Exercise instructions:
a) From the profile of Gregory Fairchild below, repeat word for word the part that opens with the words containing "Years later, when" and closes with "emphasize big business.".
b) According to the profile of Gregory Fairchild below, how many business owners did he interview in Harlem for his doctoral research?

Gregory Fairchild Dan Addison

In tough economic times, starting a business may seem like a risky venture, especially in a low-income neighborhood. Darden professor Gregory Fairchild (GSBA ‘92) sheds light on the value of businesses in these communities and how entrepreneurs can secure financing. “I am very interested in how business changes and affects people’s lives,” says Fairchild.

The inspiration for Fairchild’s research has come from finding commonalities in unexpected—and far-flung—places. As a Darden student in 1991, Fairchild traveled to the then Soviet Union to observe Pizza Hut enter a new market. “Managers were faced with the challenges of a market where so many of the expected inputs weren’t a given: customer tastes, supply chains … even the use of currency—hard and soft—had to be adjusted,” says Fairchild.

Years later, when he was doing research for his doctorate, he interviewed 100 business owners in Harlem’s historic African-American business district, where a large chain store had recently opened its doors. The local businesses that survived were ones better adapted to the neighborhood’s changing demographics.

“They were both communities in transition,” says Fairchild. “[In both places] a lot of the social problems were created by lack of jobs and wealth. You could solve those problems through training, through the redistribution of income, or by starting new businesses in these areas. I was very interested in the last approach.”

Research that explores the links between the welfare of a community and the success of small businesses is rare in a field that tends to emphasize big business.

“Much of the research done in business schools focuses on topics like initial public offerings and CEO behavior in large organizations,” Fairchild said. “I’m interested in the interactions between businesses and communities—how the business sector influences the lives of poor and middle-income people, and how the social and cultural dynamics of ‘main street’ communities affect the businesses in their midst.”

In 2007, the John D. and Catherine T. MacArthur Foundation presented Fair-child with an $850,000 grant to support the study of community development financial institutions.

Recorded data:
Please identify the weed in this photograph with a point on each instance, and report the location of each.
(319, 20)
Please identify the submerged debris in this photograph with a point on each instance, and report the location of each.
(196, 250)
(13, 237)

Complete answers:
a)
Years later, when he was doing research for his doctorate, he interviewed 100 business owners in Harlem’s historic African-American business district, where a large chain store had recently opened its doors. The local businesses that survived were ones better adapted to the neighborhood’s changing demographics.

“They were both communities in transition,” says Fairchild. “[In both places] a lot of the social problems were created by lack of jobs and wealth. You could solve those problems through training, through the redistribution of income, or by starting new businesses in these areas. I was very interested in the last approach.”

Research that explores the links between the welfare of a community and the success of small businesses is rare in a field that tends to emphasize big business.

b) 100